Quoted passage:
Caregivers dedicate their days to fulfilling their loved ones' needs. Often the focus is so completely on the people who need care that the caregivers lose sight of what they need to do to care for themselves. But caregiving is stressful and demanding, and caregivers develop depression at a greater rate than their peers. So, if there's ever a time when a person should pay attention to his or her own emotional, psychological and physical health, it is, ironically enough, when trying to provide care for someone else.
The amount of stress will vary from situation to situation, affected by personal vulnerability to stress, other relationships and coping ability. However, eating well, drinking sufficient amounts of fluid, getting enough sleep and taking care of the daily necessities rank high on the list of what caregivers should do for themselves, just as they would at any other time in their lives. But caregivers and the people around them can take additional steps to help address the stress that is particular to a caregiver's role.
Find a Support Group
Although people who are caregivers for cancer patients may face many of the same stresses that people who care for people with dementia face, the differences can be important. A support group made up of people who are caring for the same type of patient can be very helpful. A person caring for an Alzheimer's patient might worry about how to handle their loved one's paranoia or tendency to wander and get lost, whereas someone caring for a cancer patient could be coping with very different concerns. Support groups can be found online, through a church or through the specialists who provide medical care for your loved one.
Get Some Training
Caregiving requires knowledge and skills that most people have not acquired. Many groups provide caregiver training or manuals to help teach useful information and techniques. Start by searching online for publications such as the Caregiver Guide, put out by the National Institute on Aging and focused on people caring for someone with Alzheimer's disease. (see "For More Information" below.)
Use Your Support Network
Studies show that caregivers are more likely to reach out for social support than most people going through difficult times in their lives. This is true whether a caregiver is usually highly social or generally prefers to be independent. People often offer to help, and it's important to take them up on those offers! It might be helpful to make a list of things you need help with — whether you just need company during an afternoon at home, help with chores such as grocery shopping or taking the dog to the vet, or a weekend off from caregiving. Don't feel guilty about leaning on others; you might one day have a chance to help them in a time of need.

Activity:
Extract the passage of the caregiving article from "Find a Support" to "your loved one.", word for word. Rely only on the caregiving article to complete this.

Data extract:

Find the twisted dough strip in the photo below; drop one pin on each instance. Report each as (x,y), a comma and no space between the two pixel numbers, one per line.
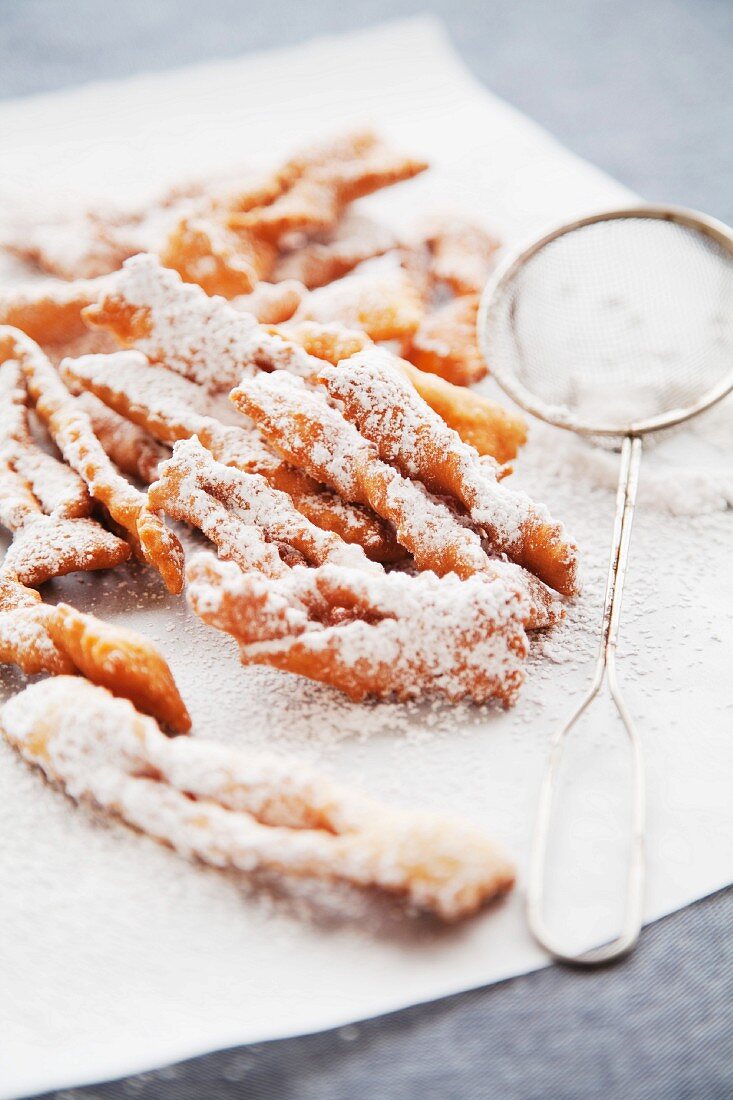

Result for this task:
Find a Support Group
Although people who are caregivers for cancer patients may face many of the same stresses that people who care for people with dementia face, the differences can be important. A support group made up of people who are caring for the same type of patient can be very helpful. A person caring for an Alzheimer's patient might worry about how to handle their loved one's paranoia or tendency to wander and get lost, whereas someone caring for a cancer patient could be coping with very different concerns. Support groups can be found online, through a church or through the specialists who provide medical care for your loved one.